• Extract to read:
# # # # # # #
Again, they say, "Of evils choose the least" —  p385 that is, shall one "choose moral wrong rather than misfortune," or is there any evil greater than moral wrong? For if physical deformity excites a certain amount of aversion, how offensive ought the deformity and hideousness of a demoralized soul to seem! 106 Therefore, those​6 who discuss these problems with more rigour make bold to say that moral wrong is the only evil, while those​7 who treat them with more laxity do not hesitate to call it the supreme evil.

Once more, they quote the sentiment:

"None have I given, none give I ever to the faithless."

It was proper for the poet to say that, because, when he was working out his Atreus, he had to make the words fit the character. But if they mean to adopt it as a principle, that a pledge given to the faithless is no pledge, let them look to it that it be not a mere loophole for perjury that they seek.

107 Furthermore, we have laws regulating warfare, and fidelity to an oath must often be observed in dealings with an enemy: for an oath sworn with the clear understanding in one's own mind that it should be performed must be kept; but if there is no such understanding, it does not count as perjury if one does not perform the vow. For example, suppose that one does not deliver the amount agreed upon with pirates as the price of one's life, that would be accounted no deception — not even if one should fail to deliver the ransom after having sworn to do so; for a pirate is not included in the number of lawful enemies, but is not included in the number of lawful enemies, but is the common foe of all the world; and with him there ought not to be any pledged  p387 word nor any oath mutually binding. 108 For swearing to what is false is not necessarily perjury, but to take an oath "upon your conscience," as it is expressed in our legal formulas, and then fail to perform it, that is perjury. For Euripides aptly says:

"My tongue has sworn; the mind I have has sworn no oath."

But Regulus had no right to confound by perjury the terms and covenants of war made with an enemy. For the war was being carried on with a legitimate, declared enemy; and to regulate our dealings with such an enemy, we have our whole fetial​8 code as well as many other laws that are binding in common between nations. Were this not the case, the senate would never have delivered up illustrious men of ours in chains to the enemy.

30 109 And yet that very thing happened. Titus Veturius and Spurius Postumius in their second consul­ship lost the battle at the Caudine Forks, and our legions were sent under the yoke. And because they made peace with the Samnites, those generals were delivered up to them, for they had made the peace without the approval of the people and senate. And Tiberius Numicius and Quintus Maelius, tribunes of the people, were delivered up at the same time, because it was with their sanction that the peace had been concluded. This was done in order that the peace with the Samnites might be annulled. And Postumius, the very man whose delivery was in question, was the proposer and advocate of the said delivery.
# # # # # # #
• Data shown:

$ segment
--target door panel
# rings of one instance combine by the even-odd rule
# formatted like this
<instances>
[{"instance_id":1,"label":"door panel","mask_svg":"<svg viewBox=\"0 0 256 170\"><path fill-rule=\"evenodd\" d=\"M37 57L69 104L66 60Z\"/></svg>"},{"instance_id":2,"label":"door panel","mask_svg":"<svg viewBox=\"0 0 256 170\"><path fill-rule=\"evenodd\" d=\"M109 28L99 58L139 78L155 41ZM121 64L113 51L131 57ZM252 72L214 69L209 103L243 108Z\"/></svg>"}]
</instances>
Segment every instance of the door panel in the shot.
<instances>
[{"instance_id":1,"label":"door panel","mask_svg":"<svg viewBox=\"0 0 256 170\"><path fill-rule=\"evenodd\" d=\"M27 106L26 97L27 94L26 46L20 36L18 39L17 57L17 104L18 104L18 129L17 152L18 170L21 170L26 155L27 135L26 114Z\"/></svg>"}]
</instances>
# # # # # # #
• Complete the following:
[1] In the passage on oaths, why would failing to pay pirates an agreed ransom not count as deception, even after swearing to pay it? Answer in one to three sentences.
[2] Reproduce the part of the passage on oaths starting with "It was proper" and going on through "that they seek.".
[3] Go on with the passage on oaths from the point where it stops.

• Exercise answers:
[1] A pirate is not a lawful enemy but the common foe of all the world. With such a person there ought to be no pledged word and no oath that binds both sides.

[2]
It was proper for the poet to say that, because, when he was working out his Atreus, he had to make the words fit the character. But if they mean to adopt it as a principle, that a pledge given to the faithless is no pledge, let them look to it that it be not a mere loophole for perjury that they seek.

[3]
Many years later,​9 Gaius Mancinus had a similar experience: he advocated the bill, introduced in  p389 accordance with a decree of the senate by Lucius Furius and Sextus Atilius, that he should be delivered up to the Numantines, with whom he had made a treaty without authorization from the senate; and when the bill was passed, he was delivered up to the enemy. His action was more honourable than Quintus Pompey's. Pompey's situation was identical with his, and yet at his own entreaty the bill was rejected. In this latter case, apparent expediency prevailed over moral rectitude; in the former cases, the false semblance of expediency was overbalanced by the weight of moral rectitude.

110 "But," they argued against Regulus, "an oath extorted by force ought not to have been binding." As if force could be brought to bear upon a brave man!

"Why, then, did he make the journey to the senate, especially when he intended to plead against the surrender of the prisoners of war?"

Therein you are criticizing what is the noblest feature of his conduct. For he was not content to stand upon his own judgment but took up the case, in order that the judgment might be that of the senate; and had it not been for the weight of his pleading, the prisoners would certainly have been restored to the Carthaginians; and in that case, Regulus would have remained safe at home in his country. But because he thought this not expedient for his country, he believed that it was therefore morally right for him to declare his conviction and to suffer for it.

When they argued also that what is highly expedient may prove to be morally right, they ought rather to say not that it "may prove to be" but that  p391 it actually is morally right. For nothing can be expedient which is not at the same time morally right; neither can a thing be morally right just because it is expedient, but it is expedient because it is morally right.

From the many splendid examples in history therefore, we could not easily point to one either more praiseworthy or more heroic than the conduct of Regulus.

31 111 But of all that is thus praiseworthy in the conduct of Regulus, this one feature above all others calls for our admiration: it was he who offered the motion that the prisoners of war be retained. For the fact of his returning may seem admirable to us, nowadays, but in those times he could not have done otherwise. That merit, therefore, belongs to the age, not to the man. For our ancestors were of the opinion that no bond was more effective in guaranteeing good faith than an oath. That is, clearly proved by the laws of the Twelve Tables, by the "sacred" laws,​10 by the treaties in which good faith is pledged even to the enemy, by the investigations made by the censors and the penalties, imposed by them; for there were no cases in which they used to render more rigorous decisions than in cases of violation of an oath.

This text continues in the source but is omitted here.